**GIVEN PASSAGE**
It's

**explicit feature maps**. So what is this about?

We all know and love the kernel trick: have some vector representation X of your data and some algorithm (like SVMs) that rely only on dot products in the input space. Replace the dot products by some positive definite kernel and by Mercer's Theorem there is some Hilbert space of functions Y and some mapping

phi: X -> Y such that your kernelized algorithm works as if you mapped your input to phi.

This extremely powerfull method is now used everywhere, most of all for SVMs.

But it has several significant drawbacks in this case:

- Training using a non-linear kernel is a lot slower [O(n^3)] than training a linear SVM [O(n)].
- Kernel SVMs take a lot of memory to store, since they are "non-parametric" in a sense. In addition to the Lagrange-Multipliers alpha, all the support vectors have to be stored.
- Recall is painfully slow: The kernel has to be evaluated between each testing instance and all support vectors. This means recall time is linear in the number of support vectors - which is (sort of) linear in the number of training examples!

For this reasons, many state-of-the-art detection systems (which have to handle many bounding boxes and therefore need fast recall) rely on linear SVMs - which seems to work quite well with HoG.

But we don't want to be restricted to linear (in the input space) classifiers.

So what do we do?

The answer seems to be: make phi explicit! Then we can just use standard linear SVMs on Y, using phi(x) as our input representation.

At first sight, this seems somewhat counter-intuitive - at least to me.

Weren't we so proud that we could handle infinite dimensional features using kernels? And now you want to make this explicit?

But let's back up a little bit, to the beginning of this story.

I feel it starts with "Classification using Intersection Kernel Support Vector Machines is Efficient" by Maji, Berg and Malik.

This work stems from the need for fast recall for detection. But Maji et al did not want to be restricted to using a linear kernel. So they thought up a trick to speed up intersection kernel evaluation:

- They decompose the decision function into a sum of function on the coordinates. This is possible, since the intersection kernel is
**additive**, meaning that the results for individual components are just summed up. - For each component, the decision function is piecewise linear (it changes only when the min(x,s_i) between x and the support vectors s_i change).

Using a fixed approximation of the piecewise linear function in 2., the authors even reached O(n).

In Max-Margin Additive Classifiers for Detection, the autors went a step further and used their insight into additive kernels to give explicit embeddings for the intersection kernel based on discretizations.

**DATA SUPPLIED**

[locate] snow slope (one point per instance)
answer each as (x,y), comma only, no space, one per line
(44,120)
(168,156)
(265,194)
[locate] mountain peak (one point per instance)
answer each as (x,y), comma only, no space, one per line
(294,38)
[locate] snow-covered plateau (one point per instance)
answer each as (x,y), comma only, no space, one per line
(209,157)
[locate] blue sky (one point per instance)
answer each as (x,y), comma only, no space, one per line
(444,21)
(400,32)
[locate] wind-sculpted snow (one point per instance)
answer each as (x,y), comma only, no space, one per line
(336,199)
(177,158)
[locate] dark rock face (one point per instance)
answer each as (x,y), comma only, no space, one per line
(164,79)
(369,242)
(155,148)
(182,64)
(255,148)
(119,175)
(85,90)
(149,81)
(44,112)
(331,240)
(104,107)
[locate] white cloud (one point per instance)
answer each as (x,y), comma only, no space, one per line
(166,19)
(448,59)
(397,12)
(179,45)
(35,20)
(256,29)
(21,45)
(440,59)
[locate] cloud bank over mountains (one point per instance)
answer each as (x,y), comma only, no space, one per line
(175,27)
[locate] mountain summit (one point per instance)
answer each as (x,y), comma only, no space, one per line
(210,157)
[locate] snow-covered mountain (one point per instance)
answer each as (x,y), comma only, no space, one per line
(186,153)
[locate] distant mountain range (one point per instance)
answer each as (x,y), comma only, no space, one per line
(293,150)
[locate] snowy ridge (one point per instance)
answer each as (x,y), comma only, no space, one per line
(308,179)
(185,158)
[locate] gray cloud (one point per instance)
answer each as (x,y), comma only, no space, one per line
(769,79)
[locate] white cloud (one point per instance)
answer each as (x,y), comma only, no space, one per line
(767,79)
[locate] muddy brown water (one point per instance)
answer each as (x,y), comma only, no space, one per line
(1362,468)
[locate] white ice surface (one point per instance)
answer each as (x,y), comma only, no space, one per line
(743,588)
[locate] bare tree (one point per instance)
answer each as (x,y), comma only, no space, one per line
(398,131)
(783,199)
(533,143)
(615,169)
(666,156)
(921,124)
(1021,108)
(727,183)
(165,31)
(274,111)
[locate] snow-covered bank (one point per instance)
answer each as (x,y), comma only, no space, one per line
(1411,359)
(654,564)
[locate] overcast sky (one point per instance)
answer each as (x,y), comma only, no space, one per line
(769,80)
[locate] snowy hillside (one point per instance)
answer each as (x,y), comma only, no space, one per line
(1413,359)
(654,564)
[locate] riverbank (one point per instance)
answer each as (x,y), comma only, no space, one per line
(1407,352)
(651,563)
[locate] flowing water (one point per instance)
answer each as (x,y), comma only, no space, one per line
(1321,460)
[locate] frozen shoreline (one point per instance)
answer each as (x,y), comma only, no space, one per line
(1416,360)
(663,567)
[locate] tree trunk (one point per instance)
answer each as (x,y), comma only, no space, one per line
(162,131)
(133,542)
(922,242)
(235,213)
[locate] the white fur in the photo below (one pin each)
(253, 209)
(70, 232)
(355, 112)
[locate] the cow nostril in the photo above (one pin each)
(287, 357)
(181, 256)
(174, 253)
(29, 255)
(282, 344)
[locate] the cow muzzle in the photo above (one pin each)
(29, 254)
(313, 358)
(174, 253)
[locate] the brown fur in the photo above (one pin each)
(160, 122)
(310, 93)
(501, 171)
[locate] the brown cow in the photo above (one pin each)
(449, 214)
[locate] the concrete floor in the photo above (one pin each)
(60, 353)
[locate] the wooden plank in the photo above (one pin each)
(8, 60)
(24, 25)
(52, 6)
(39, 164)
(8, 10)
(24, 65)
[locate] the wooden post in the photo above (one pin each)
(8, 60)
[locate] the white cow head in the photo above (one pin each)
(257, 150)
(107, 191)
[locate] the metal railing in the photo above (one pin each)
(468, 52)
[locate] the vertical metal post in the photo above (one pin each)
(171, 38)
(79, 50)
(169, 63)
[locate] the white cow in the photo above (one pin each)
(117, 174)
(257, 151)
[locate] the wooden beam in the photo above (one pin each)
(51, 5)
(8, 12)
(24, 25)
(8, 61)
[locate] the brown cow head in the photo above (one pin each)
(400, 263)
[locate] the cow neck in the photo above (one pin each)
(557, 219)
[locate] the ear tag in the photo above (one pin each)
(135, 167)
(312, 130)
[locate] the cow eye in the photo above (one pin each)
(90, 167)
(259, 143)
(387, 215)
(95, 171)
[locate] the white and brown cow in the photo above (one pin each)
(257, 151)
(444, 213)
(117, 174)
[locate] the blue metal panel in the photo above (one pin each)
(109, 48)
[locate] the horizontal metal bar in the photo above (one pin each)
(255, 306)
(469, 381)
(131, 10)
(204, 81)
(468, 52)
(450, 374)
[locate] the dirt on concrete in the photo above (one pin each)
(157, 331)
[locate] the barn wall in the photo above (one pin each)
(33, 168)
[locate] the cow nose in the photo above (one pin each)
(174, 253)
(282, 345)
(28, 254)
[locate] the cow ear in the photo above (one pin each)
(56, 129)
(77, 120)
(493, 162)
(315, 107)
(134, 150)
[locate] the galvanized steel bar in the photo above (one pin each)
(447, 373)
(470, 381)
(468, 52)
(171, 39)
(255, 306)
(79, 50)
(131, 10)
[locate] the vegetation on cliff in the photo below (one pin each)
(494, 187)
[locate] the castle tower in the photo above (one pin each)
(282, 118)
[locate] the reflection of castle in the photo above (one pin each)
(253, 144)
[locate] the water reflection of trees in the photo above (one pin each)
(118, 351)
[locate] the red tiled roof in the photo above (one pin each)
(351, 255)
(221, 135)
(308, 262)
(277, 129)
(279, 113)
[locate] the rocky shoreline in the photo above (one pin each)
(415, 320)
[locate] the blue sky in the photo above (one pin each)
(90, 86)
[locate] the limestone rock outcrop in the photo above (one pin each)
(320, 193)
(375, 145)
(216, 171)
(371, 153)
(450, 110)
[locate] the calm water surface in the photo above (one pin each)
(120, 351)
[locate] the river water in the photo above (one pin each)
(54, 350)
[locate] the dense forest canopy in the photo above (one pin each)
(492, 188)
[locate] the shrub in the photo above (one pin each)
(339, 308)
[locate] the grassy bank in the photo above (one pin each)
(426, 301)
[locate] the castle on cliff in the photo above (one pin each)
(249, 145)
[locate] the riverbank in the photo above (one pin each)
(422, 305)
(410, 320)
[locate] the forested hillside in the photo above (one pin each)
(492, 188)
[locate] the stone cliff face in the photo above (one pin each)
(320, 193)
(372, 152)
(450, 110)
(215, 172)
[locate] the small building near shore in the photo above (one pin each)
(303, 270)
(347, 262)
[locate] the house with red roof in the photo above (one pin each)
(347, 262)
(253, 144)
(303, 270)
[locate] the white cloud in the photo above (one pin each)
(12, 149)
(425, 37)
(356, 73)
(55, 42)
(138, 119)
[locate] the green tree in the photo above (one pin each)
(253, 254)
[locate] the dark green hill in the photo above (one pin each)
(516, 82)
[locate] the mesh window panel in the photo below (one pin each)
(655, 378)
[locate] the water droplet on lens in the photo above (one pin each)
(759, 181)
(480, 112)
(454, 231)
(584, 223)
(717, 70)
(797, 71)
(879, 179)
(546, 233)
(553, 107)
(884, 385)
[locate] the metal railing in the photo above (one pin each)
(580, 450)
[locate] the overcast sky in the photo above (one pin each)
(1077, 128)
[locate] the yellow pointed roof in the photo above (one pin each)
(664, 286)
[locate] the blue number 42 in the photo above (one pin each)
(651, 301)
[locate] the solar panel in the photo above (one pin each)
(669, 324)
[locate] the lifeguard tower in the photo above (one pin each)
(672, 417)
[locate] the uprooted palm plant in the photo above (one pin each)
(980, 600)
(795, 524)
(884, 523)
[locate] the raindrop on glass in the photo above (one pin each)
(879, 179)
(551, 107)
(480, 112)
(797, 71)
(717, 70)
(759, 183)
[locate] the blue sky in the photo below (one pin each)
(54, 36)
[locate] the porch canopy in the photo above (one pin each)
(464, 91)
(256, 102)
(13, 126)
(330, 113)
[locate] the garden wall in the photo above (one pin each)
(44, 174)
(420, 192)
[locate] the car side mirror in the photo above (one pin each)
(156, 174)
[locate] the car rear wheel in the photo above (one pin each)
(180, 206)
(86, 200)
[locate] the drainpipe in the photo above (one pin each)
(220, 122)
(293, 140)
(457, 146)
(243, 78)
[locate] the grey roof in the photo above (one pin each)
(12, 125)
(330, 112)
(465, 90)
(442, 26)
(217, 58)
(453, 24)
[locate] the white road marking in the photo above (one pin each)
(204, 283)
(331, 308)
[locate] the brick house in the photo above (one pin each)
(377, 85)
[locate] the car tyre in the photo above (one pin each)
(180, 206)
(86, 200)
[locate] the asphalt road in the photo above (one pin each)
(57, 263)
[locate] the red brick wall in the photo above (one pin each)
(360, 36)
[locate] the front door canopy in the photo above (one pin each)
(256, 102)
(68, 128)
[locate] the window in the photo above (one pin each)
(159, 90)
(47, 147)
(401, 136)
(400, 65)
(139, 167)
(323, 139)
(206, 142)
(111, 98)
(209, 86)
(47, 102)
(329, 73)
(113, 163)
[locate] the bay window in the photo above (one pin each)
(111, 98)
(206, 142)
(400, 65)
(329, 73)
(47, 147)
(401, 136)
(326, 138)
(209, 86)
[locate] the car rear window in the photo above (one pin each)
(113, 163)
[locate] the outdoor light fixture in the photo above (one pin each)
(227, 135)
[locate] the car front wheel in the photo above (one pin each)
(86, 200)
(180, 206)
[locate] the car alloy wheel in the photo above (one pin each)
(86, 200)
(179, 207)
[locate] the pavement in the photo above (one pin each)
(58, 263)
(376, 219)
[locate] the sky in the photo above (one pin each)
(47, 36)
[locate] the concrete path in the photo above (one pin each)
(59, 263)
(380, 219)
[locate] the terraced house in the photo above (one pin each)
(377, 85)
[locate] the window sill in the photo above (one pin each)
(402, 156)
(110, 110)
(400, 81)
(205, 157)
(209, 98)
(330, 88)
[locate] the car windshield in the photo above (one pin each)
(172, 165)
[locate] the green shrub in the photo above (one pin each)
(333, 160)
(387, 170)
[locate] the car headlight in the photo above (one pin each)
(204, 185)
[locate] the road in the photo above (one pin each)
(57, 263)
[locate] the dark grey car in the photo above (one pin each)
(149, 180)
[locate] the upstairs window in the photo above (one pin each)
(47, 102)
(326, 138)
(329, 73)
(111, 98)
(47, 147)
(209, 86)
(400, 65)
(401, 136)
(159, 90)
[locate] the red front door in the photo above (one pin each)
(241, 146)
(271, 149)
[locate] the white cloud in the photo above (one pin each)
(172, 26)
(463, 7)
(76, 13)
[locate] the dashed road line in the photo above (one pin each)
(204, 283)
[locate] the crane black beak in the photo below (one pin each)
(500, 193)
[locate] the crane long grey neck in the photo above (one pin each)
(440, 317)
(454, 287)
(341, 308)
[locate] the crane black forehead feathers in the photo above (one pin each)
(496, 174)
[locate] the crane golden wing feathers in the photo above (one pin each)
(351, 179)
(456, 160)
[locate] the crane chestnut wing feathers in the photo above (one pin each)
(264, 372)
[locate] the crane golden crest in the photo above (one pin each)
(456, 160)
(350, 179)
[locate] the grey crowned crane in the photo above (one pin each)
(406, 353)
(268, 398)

**TO-DO LIST**
A: Rewrite the part of the explicit feature maps text starting at "But we don't" and ending at "Berg and Malik.", putting "surprising" in place of "counter-intuitive".
B: In the explicit feature maps text, recall time for kernel SVMs is linear in what?

**EXERCISE RESPONSES**
A:
But we don't want to be restricted to linear (in the input space) classifiers.

So what do we do?

The answer seems to be: make phi explicit! Then we can just use standard linear SVMs on Y, using phi(x) as our input representation.

At first sight, this seems somewhat surprising - at least to me.

Weren't we so proud that we could handle infinite dimensional features using kernels? And now you want to make this explicit?

But let's back up a little bit, to the beginning of this story.

I feel it starts with "Classification using Intersection Kernel Support Vector Machines is Efficient" by Maji, Berg and Malik.

B: The number of support vectors.